*** TEXT BLOCK ***

Key Experimental Results

Main Results

Model Yes-or-No↑ What-How↑ Open-ended↑ Average↑
GPT-4o Highest Highest Highest Highest
InternVL2 Second Highest Second Highest - Second Highest
VideoLLaMA2 Medium Medium - Medium
Human Performance Far higher than all LMMs Far higher than all LMMs Far higher than all LMMs Significant Lead

Ablation Study

Dimension LMM Performance Variance
Technical Distortion Relatively Good (LMMs have basic perception of blur/noise)
Aesthetic Distortion Medium
Temporal Distortion Poor (LMMs struggle to capture temporal issues)
AIGC Distortion Poor (LMMs are insensitive to AI-generated artifacts)

Key Findings

  • LMMs have a basic but incomplete and imprecise understanding of video quality, with a significant gap compared to human performance.
  • Closed-source models (e.g., GPT-4o) significantly outperform open-source models.
  • LMMs perform worst on the temporal distortion and AIGC distortion dimensions—which are precisely the two most unique aspects of video quality.
  • The video pair comparison task is more challenging than single-video evaluation.

*** End of TEXT BLOCK ***
*** AVAILABLE DATA ***

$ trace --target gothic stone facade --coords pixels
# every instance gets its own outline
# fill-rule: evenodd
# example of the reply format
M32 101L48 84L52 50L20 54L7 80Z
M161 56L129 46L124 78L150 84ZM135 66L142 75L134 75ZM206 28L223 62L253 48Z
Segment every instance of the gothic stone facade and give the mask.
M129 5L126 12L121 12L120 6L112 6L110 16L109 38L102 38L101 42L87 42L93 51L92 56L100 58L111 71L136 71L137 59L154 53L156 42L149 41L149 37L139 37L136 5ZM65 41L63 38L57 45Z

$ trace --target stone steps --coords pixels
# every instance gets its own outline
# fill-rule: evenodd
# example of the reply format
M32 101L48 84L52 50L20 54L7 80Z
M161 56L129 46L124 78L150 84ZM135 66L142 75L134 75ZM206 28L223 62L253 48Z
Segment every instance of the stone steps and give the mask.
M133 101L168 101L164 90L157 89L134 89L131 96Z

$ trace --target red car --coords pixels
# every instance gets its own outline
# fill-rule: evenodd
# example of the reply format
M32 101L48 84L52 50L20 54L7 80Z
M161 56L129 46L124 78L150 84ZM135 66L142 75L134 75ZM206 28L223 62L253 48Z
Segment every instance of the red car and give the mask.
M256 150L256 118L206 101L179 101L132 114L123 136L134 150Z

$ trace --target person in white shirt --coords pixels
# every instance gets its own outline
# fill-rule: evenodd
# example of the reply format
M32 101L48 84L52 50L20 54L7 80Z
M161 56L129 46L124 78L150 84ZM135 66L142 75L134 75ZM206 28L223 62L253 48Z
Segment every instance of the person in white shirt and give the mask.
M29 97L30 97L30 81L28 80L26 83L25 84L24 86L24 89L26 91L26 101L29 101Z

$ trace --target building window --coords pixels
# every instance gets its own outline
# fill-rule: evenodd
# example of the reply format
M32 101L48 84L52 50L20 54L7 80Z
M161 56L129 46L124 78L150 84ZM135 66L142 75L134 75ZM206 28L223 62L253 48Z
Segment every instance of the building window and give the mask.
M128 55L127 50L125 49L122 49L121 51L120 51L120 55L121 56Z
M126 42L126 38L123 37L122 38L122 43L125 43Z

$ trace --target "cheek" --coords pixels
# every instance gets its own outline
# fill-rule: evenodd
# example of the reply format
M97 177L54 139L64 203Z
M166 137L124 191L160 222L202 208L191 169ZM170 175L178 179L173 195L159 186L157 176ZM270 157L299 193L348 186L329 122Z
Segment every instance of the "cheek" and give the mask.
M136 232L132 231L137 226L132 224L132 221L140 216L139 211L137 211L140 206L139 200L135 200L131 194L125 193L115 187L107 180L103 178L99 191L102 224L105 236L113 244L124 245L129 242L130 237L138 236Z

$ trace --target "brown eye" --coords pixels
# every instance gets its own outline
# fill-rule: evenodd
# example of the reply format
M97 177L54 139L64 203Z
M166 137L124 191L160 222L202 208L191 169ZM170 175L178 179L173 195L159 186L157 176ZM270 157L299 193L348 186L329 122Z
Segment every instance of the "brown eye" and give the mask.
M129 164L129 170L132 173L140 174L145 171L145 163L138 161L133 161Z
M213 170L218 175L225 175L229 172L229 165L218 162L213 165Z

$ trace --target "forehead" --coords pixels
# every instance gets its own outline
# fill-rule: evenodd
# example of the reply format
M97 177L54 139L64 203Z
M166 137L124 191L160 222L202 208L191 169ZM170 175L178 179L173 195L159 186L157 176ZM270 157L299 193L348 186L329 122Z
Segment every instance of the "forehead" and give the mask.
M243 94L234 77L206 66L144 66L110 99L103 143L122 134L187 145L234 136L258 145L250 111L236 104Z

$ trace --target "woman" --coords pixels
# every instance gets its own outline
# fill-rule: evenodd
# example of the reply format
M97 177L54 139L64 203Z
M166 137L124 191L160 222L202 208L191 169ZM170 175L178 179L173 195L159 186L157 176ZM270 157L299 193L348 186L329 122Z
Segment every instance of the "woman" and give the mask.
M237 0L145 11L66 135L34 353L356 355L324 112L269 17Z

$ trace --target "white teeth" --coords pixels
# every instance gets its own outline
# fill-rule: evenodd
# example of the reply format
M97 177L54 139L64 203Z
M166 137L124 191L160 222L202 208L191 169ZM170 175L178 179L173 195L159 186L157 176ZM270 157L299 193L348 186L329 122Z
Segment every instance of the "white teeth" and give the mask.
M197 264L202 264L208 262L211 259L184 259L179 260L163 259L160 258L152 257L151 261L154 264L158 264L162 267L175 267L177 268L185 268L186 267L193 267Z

*** End of AVAILABLE DATA ***

◆ **WORK TO COMPLETE**
1 – Rewrite the video quality results from "Model Yes-or-No↑ What-How↑" up to and including "perception of blur/noise)", replacing "Medium" with "Moderate".
2 – According to the video quality results, on which two dimensions do LMMs perform worst?

◆ **SOLUTIONS TO THE EXERCISE**
1 –
Model Yes-or-No↑ What-How↑ Open-ended↑ Average↑
GPT-4o Highest Highest Highest Highest
InternVL2 Second Highest Second Highest - Second Highest
VideoLLaMA2 Moderate Moderate - Moderate
Human Performance Far higher than all LMMs Far higher than all LMMs Far higher than all LMMs Significant Lead

Ablation Study

Dimension LMM Performance Variance
Technical Distortion Relatively Good (LMMs have basic perception of blur/noise)

2 – Temporal distortion and AIGC distortion.